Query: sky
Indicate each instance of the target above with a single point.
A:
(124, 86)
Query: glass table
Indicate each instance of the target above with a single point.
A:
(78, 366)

· · ·

Your objective - Nothing in the records should differ from the original when you retype them.

Task result -
Query: sky
Indicate each instance of the target above with a single point.
A:
(124, 86)
Query: glass table
Indicate each instance of the target above with a single point.
A:
(78, 366)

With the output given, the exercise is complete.